■ **Document section**
== Segment start ==
ME: Isn’t there anything I can do about it?
ALEJANDRA: I just live with it.
I looked at the casual shoes she was wearing (brightly colored sandals with three-inch heels) and decided that her approach would not be mine. Dimitrije suggested leather-soled shoes (suede-soled ballroom shoes were too thin) and showed me the blue athletic inserts he wore in his shoes. I began to frequent the Dr. Scholl’s displays in my local drugstore. At the same time, I was, very logically, looking for tango shoes despite the fact that this involved an “upgrade” to 2-1/2″ or 3-1/2″ heels. (I told myself I needed them for the leather soles.) My search for shoes led me, among other places, to Dee. Dee had been dancing for many years, and she was a strong advocate for her shoes.
DEE: They’re like cancan boots, very tight, with pointed toes. Very sexy. A lot of dancers in New York are wearing them.
(One of the podiatric web sites had said high heels and pointed toes were a particularly bad combination.)
ME: Yeah?
DEE: Oh, yes. They’re very good for building your balance, which is very important for tango, you know. I just had a foot operation, and after only a year and a half of wearing my shoes, my balance is almost completely back to normal.
(A foot operation? I wasn’t getting her shoes!)
(Still, didn’t tango mean I had to wear heels? A small part of me was beginning to accept the sad truth that I too would have to get a foot operation some day.)
DEE: I can bring you samples if you like. What size do you wear? Where are you dancing tonight? I’m at Dance Manhattan today and Triangulo tomorrow…
We tried to negotiate a meeting place, but I (a very moderate tango junkie, it seemed) only went to two milongas a week—both at my uptown dance studio—while she, apparently, danced every night—but never above Chelsea. Feminism and foot pain finally winning out over the seduction of shapely tango-shoe silhouettes, I eventually settled for a pair of two-inch heels in which I could wear padded orthotics.
Dimitrije was paying for my cab rides home. Feeling guilty, I offered to take him out for dinner. He liked the idea, and we arranged to meet on the one night we weren’t dancing. During the dinner, we were nervous and happy, telling stories of childhood mishaps and college adventures. After dinner, walking through the Soho streets, he slid his arm around me. I let it rest there. Then, as we walked, I slipped my arm around his back and pulled back gently. He noticed, and when I put a tango syncopation into my steps, he matched it. When I stopped, he stopped. I applied an upward pressure as he had so many times with me—and to my delight, he lifted his foot.
== Segment end ==
■ **What you will do**
1. Copy the passage about learning tango between "I looked at" and "are wearing them.", inclusive, swapping "drugstore" for "pharmacy".
2. Continue the passage about learning tango from its final sentence.

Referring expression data
== Segment start ==
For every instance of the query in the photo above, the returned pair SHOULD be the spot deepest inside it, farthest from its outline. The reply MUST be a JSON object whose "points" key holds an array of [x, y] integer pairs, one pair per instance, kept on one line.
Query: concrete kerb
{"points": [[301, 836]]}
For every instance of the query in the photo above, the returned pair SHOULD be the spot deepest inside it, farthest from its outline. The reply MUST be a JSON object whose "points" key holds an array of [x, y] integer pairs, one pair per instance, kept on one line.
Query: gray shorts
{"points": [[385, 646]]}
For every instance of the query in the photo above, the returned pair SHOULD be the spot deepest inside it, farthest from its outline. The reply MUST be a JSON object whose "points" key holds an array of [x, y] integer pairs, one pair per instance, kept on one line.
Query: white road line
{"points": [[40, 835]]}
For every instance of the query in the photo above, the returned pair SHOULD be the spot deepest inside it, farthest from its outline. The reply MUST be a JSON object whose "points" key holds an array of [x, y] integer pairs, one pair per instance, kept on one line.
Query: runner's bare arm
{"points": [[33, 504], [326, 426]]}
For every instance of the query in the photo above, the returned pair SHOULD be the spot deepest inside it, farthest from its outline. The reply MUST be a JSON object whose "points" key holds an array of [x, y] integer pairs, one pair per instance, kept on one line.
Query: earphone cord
== Segment end ==
■ **Exercise results**
1.
I looked at the casual shoes she was wearing (brightly colored sandals with three-inch heels) and decided that her approach would not be mine. Dimitrije suggested leather-soled shoes (suede-soled ballroom shoes were too thin) and showed me the blue athletic inserts he wore in his shoes. I began to frequent the Dr. Scholl’s displays in my local pharmacy. At the same time, I was, very logically, looking for tango shoes despite the fact that this involved an “upgrade” to 2-1/2″ or 3-1/2″ heels. (I told myself I needed them for the leather soles.) My search for shoes led me, among other places, to Dee. Dee had been dancing for many years, and she was a strong advocate for her shoes.
DEE: They’re like cancan boots, very tight, with pointed toes. Very sexy. A lot of dancers in New York are wearing them.

2.
Our tango obsession reached its height in September. Dimitrije and I signed up for a month of classes at a studio known for its good tango program—and its extensive course offerings. “Tango boot camp,” we called it. We had spent a lot of time in tango classes at our old studio, but we discovered that we had been dilettantes—three-day-a-week, nine-class-a-week pretenders. Here, Monday to Friday, for several hours each day, we worked on sacadas, boleos, enrosques. He practiced following; I learned to lead. We struggled through a couples-only advanced course. We learned about posture, posture, posture. On our second Friday evening, tired from our three classes, we trudged to La Belle Epoque, the French-Creole restaurant which had become our regular Friday night date. Sitting over my mango chutney salmon, I looked at him. We had already been lingering over dinner for an hour.
“Do you want to dance?” I said.
He looked over the balcony railing at the dancers below. “Maybe later. Do you?”
We smiled at each other. We had been seeing each other almost nightly for weeks, but we had yet to see a movie together or go to a friend’s party or even dance most of the non-tango dances.
“Not so much,” I said. “Maybe next Friday we could see a movie.”